**Exercise prompt**
Find each line in the data below that contains the string "negative", and copy those lines. The match is case-sensitive.

Dataset entries
━━━━━━
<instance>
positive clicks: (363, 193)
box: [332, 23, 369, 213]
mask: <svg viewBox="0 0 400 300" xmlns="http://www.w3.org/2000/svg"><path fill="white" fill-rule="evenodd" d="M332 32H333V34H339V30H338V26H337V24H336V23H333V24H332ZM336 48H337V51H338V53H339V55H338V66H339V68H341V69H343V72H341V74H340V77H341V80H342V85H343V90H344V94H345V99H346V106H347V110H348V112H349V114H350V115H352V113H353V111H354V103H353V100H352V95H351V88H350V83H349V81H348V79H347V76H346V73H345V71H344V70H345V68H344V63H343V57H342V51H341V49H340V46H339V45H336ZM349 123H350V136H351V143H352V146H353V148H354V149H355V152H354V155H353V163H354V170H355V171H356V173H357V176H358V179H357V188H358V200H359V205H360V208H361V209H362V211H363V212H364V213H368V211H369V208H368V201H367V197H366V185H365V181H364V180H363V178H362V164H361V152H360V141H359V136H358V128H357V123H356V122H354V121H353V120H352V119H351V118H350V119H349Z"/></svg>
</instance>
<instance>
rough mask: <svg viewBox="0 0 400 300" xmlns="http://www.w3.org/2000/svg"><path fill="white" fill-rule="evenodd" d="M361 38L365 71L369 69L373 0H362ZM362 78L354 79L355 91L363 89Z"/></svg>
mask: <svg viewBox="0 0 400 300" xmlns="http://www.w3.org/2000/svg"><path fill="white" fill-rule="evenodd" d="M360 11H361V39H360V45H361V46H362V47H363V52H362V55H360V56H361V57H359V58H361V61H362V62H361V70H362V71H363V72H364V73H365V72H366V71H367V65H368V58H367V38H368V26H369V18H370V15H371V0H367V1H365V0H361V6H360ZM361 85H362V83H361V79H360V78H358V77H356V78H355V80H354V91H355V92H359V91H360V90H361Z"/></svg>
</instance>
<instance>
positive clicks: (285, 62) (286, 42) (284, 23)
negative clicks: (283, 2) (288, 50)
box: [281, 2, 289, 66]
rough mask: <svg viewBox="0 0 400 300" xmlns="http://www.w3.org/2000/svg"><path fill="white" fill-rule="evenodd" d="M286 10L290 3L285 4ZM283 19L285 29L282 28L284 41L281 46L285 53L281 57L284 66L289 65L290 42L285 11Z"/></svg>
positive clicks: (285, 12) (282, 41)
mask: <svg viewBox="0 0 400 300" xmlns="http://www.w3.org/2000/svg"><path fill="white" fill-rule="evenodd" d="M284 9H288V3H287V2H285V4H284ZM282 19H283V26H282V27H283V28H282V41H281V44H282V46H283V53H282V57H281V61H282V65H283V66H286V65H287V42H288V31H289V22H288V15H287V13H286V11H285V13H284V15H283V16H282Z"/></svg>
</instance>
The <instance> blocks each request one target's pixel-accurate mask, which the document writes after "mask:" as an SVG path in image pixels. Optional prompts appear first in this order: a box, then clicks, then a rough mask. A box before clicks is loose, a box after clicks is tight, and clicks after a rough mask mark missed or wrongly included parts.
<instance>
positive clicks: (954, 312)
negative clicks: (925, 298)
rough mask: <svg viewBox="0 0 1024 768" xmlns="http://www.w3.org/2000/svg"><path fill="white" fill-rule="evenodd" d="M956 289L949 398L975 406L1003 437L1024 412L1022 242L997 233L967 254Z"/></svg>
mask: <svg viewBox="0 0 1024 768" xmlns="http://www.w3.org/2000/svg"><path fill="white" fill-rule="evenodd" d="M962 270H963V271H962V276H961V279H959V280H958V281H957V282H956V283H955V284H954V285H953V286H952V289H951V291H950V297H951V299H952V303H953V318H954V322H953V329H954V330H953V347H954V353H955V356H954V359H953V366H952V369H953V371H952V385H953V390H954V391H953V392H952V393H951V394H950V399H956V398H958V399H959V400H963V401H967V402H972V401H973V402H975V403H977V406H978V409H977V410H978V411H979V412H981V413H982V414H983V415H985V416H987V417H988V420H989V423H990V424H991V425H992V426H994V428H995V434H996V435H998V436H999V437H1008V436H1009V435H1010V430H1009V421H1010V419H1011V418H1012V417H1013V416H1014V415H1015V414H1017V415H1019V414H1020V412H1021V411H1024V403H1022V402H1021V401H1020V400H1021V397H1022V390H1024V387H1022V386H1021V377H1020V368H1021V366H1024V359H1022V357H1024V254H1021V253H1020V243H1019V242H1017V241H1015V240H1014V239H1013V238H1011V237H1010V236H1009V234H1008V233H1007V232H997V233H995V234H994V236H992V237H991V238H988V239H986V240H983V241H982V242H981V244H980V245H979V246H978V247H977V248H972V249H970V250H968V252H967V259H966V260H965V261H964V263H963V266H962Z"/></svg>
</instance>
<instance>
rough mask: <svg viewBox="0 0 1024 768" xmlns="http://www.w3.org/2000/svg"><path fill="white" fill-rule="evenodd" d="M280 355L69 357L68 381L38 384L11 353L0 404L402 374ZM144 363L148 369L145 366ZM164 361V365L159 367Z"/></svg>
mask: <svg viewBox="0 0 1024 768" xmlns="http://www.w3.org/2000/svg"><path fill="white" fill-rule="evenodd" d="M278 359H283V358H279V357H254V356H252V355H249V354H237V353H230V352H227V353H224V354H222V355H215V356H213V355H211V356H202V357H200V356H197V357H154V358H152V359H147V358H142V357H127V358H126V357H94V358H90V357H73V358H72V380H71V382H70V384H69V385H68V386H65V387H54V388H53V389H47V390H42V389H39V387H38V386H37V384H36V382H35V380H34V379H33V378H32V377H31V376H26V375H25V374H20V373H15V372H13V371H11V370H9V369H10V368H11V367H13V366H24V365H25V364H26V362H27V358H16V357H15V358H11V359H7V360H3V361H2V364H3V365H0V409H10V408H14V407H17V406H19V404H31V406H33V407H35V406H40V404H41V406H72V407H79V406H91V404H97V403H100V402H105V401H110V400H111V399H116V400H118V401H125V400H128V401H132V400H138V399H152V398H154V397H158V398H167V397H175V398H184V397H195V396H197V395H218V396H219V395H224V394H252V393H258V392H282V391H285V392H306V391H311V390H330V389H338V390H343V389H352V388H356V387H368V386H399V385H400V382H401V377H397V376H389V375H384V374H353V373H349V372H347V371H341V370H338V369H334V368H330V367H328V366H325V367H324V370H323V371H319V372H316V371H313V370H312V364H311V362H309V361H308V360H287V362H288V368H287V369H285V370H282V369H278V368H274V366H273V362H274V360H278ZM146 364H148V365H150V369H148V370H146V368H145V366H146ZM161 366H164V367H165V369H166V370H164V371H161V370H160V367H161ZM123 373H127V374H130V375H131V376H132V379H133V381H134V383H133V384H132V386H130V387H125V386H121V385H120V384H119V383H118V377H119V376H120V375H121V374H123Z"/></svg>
━━━━━━
**Result for this task**
negative clicks: (283, 2) (288, 50)
negative clicks: (925, 298)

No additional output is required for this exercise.